### [Entries provided]
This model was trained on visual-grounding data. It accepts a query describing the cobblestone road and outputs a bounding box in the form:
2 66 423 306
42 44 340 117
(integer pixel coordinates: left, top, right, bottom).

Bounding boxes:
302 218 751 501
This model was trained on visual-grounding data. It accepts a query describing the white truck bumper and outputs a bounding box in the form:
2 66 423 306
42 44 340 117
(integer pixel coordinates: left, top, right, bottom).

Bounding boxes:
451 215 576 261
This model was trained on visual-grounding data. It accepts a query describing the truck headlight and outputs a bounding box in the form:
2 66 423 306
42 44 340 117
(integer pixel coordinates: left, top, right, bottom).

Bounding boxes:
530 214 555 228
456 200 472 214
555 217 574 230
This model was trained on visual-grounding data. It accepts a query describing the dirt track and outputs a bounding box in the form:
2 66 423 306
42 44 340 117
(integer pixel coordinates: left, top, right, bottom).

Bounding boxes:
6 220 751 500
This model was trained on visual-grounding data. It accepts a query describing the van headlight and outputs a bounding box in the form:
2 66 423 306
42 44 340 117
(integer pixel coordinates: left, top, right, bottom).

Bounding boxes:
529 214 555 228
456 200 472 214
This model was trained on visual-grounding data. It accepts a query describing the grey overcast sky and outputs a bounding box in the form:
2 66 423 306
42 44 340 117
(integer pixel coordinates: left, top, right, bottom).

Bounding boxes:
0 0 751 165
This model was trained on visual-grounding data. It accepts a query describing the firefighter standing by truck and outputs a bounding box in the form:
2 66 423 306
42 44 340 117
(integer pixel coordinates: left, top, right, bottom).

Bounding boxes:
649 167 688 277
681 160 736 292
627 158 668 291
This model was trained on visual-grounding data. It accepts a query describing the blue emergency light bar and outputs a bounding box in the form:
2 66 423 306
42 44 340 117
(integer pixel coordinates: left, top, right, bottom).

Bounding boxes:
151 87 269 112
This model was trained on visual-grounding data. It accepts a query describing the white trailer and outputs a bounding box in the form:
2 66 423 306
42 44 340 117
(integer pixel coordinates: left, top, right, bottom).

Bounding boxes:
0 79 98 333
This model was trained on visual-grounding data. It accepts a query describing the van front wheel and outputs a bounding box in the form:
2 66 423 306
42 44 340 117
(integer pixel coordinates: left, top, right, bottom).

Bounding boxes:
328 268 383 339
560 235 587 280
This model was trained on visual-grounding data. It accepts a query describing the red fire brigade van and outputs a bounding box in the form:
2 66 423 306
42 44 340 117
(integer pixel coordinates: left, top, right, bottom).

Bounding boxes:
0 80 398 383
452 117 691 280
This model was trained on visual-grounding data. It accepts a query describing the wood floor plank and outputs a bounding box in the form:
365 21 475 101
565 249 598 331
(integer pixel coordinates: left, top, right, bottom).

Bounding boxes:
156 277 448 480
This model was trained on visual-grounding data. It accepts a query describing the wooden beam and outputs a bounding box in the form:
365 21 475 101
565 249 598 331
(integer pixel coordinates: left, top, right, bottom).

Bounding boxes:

### [Work required]
Can you give these entries again with every "headlight" swapped for "headlamp" and everything else unchanged?

### [Answer to this task]
This model was trained on visual-grounding data. It accepts a query describing the cobblestone road and outputs a bounding box in the form:
2 66 423 306
42 44 340 117
(integer pixel coordinates: left, top, right, bottom).

Bounding boxes:
302 218 751 501
This model was trained on visual-grounding data. It accepts a query describing the white truck bumper and outputs a bounding box in the form:
2 66 423 306
42 44 340 117
(integer pixel coordinates: left, top, right, bottom).

Bounding boxes:
451 215 576 261
This model was trained on visual-grounding data. It accepts a query describing the truck headlamp and outputs a bounding box in the form:
2 66 423 306
42 44 340 117
(integer pixel coordinates: left, top, right, bottom).

Bounding boxes:
530 214 555 228
456 200 472 214
555 217 574 230
This model was trained on visual-grounding data. It accepts a query describing the dirt track and outputs a bounding box in the form:
2 66 423 306
42 44 340 117
(integer pixel coordinates: left, top, right, bottom).

Bounding boxes:
6 220 751 500
This model was trained on visual-grounding data. It accepts a query describing the van headlamp and outputs a bounding box in the form:
2 66 423 306
42 44 340 117
(integer pixel coordinates: left, top, right, bottom).

Bounding boxes:
529 214 555 228
456 200 472 214
This model was trained on visual-grounding data. It accepts a query describing the grey overcast sky and outputs a bounding box in the form:
2 66 423 306
42 44 340 117
(integer pixel coordinates: left, top, right, bottom).

Bounding boxes:
0 0 751 165
This model was trained on visual-grounding data. It accepts a query describing the firefighter standing by truck and outputs a bounding box in the form:
2 66 423 306
42 44 340 117
(integer pixel coordinates: left, top, right, bottom).

Bounding boxes:
649 167 688 277
681 160 736 292
627 158 668 291
This model was trained on visual-grounding data. It accepts a query describing the blue emergency light bar and outputs a bounding box in the form:
2 66 423 306
42 44 340 117
(integer pixel coordinates: left, top, right, bottom).

Bounding boxes:
151 87 269 112
This model was trained on visual-grounding data. It accepts a query describing the white trailer and outputs a bounding box in the form:
2 66 423 306
42 44 340 117
(integer pixel coordinates: left, top, right, bottom).

Bounding boxes:
0 79 98 333
This model was trained on visual-grounding data. It accepts a query describing the van front wheel and outputs a bounding box in the form:
2 66 423 306
42 44 340 117
(integer pixel coordinates: left, top, right, bottom).

Bounding boxes:
328 268 383 339
560 235 587 280
This model was trained on visual-grounding data. It accepts a query describing the red fire brigade van and outputs a bounding box in the form:
2 66 423 306
42 44 340 117
(integer pixel coordinates: left, top, right, bottom).

Bounding boxes:
0 80 398 383
452 117 691 280
This model was trained on visual-grounding data. It accepts a query describing the wood floor plank and outputs a bounding box in the form:
365 21 475 101
565 249 598 331
(integer pixel coordinates: left, top, right, bottom).

Bounding boxes:
156 277 448 480
This model was trained on visual-grounding data. It accepts a query describing the wooden beam and outputs a bounding box in the form:
365 21 475 101
565 249 598 331
(integer pixel coordinates: left, top, right, bottom).

Bounding boxes:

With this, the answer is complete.